• _Given text_
+ + +
Canadian Natural currently has a Zacks Rank #2 (Buy) and a VGM Score of A. Our research shows that stocks with a VGM Score of A or B when combined with a Zacks Rank #1 (Strong Buy) or #2 offer the best investment opportunities for investors.

Let’s delve deeper to analyze the factors that make this Calgary-based energy explorer an attractive investment option at the moment.

Impressive Portfolio & Production Mix

Canadian Natural’s core operations are focused in Western Canada, the United Kingdom sector of the North Sea and offshore Africa, which includes Côte d’Ivoire, Gabon, and South Africa. Canadian Natural’s substantial world class oil sands mining assets, which include Horizon Oil Sands and the Athabasca Oil Sands Project (AOSP), are of particular significance. Through these properties, the firm holds leases that contain an estimated six billion barrels of proved and probable SCO reserves.  

The company has a broad portfolio of low-risk exploration and development projects, with a strong international exposure that yields long-term volume growth at above-average rates. Its balanced and diverse production mix — 38% synthetic crude oil, 25% heavy crude oil, 25% natural gas and 12% light crude oil — boosts long-term value. This also significantly reduces Canadian Natural’s risk profile and lends its results a high level of stability.

Opportunistic Acquisitions

Canadian Natural’s prudent and well-timed acquisitions have allowed the company to improve its competitive edge, apart from boosting revenues and earnings. In 2017, the company acquired 70% interest in the Athabasca Oil Sands project for $8.5 billion, which added significant value to its asset base and buoyed cash flow prospects. Being in close proximity to Horizon's operations enables the company to benefit from synergies.

Recently, the project joined the elite one-billion-barrel club in July, as it produced one billion barrels of mined bitumen since it became functional in 2003. Last year, the company bought Pelican Lake assets for $807 million, which further strengthened its operations.

Strong Second Quarter and Bright Prospects

Canadian Natural saw its profits jump in second-quarter 2018, supported by a spike in crude prices and output levels. The company recorded earnings per share of 81 cents, up 189% year over year. Revenues of $4,613 also surged 67.3% from second-quarter 2017 figure of $2,758 million. Notably, both the top and bottom lines surpassed the Zacks Consensus Estimate.
+ + +
• _Records of labeled boxes_
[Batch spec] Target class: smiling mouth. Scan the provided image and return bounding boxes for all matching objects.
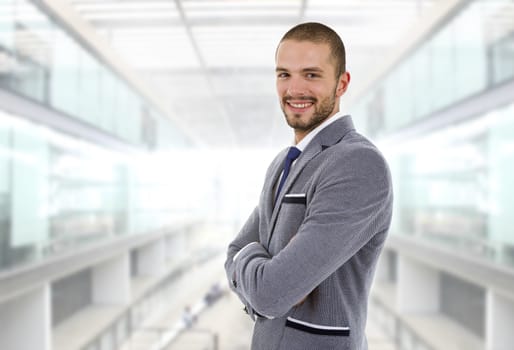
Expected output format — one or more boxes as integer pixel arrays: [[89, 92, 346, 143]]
[[287, 101, 312, 109]]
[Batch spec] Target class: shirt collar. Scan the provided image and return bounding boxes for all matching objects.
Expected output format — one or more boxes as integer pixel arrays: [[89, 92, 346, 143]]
[[295, 112, 344, 152]]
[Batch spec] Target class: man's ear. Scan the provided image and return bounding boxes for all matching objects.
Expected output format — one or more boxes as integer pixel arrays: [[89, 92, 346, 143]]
[[336, 72, 351, 97]]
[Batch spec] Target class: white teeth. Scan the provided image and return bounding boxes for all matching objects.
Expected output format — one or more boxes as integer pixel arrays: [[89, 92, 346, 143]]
[[289, 103, 311, 108]]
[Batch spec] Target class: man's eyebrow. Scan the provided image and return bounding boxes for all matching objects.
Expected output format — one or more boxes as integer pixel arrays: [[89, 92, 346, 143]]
[[302, 67, 323, 72], [275, 67, 323, 73]]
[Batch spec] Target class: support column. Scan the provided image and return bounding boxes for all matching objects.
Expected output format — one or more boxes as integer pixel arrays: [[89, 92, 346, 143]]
[[485, 289, 514, 350], [396, 255, 440, 313], [92, 253, 131, 305], [137, 238, 166, 276], [0, 284, 52, 350]]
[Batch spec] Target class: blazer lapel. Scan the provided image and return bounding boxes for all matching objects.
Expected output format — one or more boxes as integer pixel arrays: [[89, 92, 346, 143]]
[[263, 148, 287, 232], [266, 115, 355, 246]]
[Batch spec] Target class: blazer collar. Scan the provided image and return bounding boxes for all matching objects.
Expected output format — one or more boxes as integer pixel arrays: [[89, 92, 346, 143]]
[[267, 115, 355, 244]]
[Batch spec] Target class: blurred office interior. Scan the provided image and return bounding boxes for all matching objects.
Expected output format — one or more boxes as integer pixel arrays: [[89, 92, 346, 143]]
[[0, 0, 514, 350]]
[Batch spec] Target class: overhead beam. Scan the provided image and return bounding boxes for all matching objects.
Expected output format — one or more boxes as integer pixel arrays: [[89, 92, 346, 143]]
[[175, 0, 237, 147]]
+ + +
• _Exercise_
List every component of Canadian Natural's production mix that the text about Canadian Natural gives, each with its percentage.

• _The reply_
- Synthetic crude oil: 38%
- Heavy crude oil: 25%
- Natural gas: 25%
- Light crude oil: 12%